Exercise instructions
1 > What is the page count of the self-published book discussed in the blog post?
2 > Copy the passage from the blog post starting with "I told him not" and going on through "college. Or...eventually...plastic surgery.".

Document extract
┄┄┄┄┄┄┄┄┄┄

Tuesday, May 10, 2011

You have to see the baby!

That manuscript is...breathtaking.

Just a quick post here today.

A couple of months ago, I reviewed a book for a gentleman who kindly asked me to do so.

My review was mixed. I'll be honest: I was hard on the guy. Some would say too hard.

This was a self-published work; a pure labor of love. The 603-page behemoth had its ups and downs. I noted several positives about it, but the author had plenty to work on as well. The book needed some major restructuring and revisions. Had the author not asked me to look over it, I would've quit after about 50 pages. Perhaps I should have.

I told him not to give up; I understood the criticism would sting because I've felt the sting myself. I made sure my criticism came from one writer to another; not one person to another. That's the hardest part, I think, about critiquing. Some people wear their characters and words on their sleeves and are aghast anyone would have the nerve to say something negative about their book.

It's like the Seinfeld episode with the ugly baby (the episode is "The Hamptons," by the way).

"You have to see the baby!"

Unfortunately, the baby is ugly. In human terms, when confronted with an ugly baby, it's probably best to smile and nod and go on your merry way. If you're a doctor, call it breathtaking. You hope by the time the kid reaches five years old, he or she isn't so ugly. If the "baby" is ugly at five or six, there's always adolescence. Or college. Or...eventually...plastic surgery.

┄┄┄┄┄┄┄┄┄┄

Saved entries

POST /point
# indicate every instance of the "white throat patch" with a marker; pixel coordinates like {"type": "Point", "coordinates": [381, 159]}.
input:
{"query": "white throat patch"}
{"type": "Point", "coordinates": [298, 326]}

┄┄┄┄┄┄┄┄┄┄

Answers for this exercise
1 > 603 pages.

2 >
I told him not to give up; I understood the criticism would sting because I've felt the sting myself. I made sure my criticism came from one writer to another; not one person to another. That's the hardest part, I think, about critiquing. Some people wear their characters and words on their sleeves and are aghast anyone would have the nerve to say something negative about their book.

It's like the Seinfeld episode with the ugly baby (the episode is "The Hamptons," by the way).

"You have to see the baby!"

Unfortunately, the baby is ugly. In human terms, when confronted with an ugly baby, it's probably best to smile and nod and go on your merry way. If you're a doctor, call it breathtaking. You hope by the time the kid reaches five years old, he or she isn't so ugly. If the "baby" is ugly at five or six, there's always adolescence. Or college. Or...eventually...plastic surgery.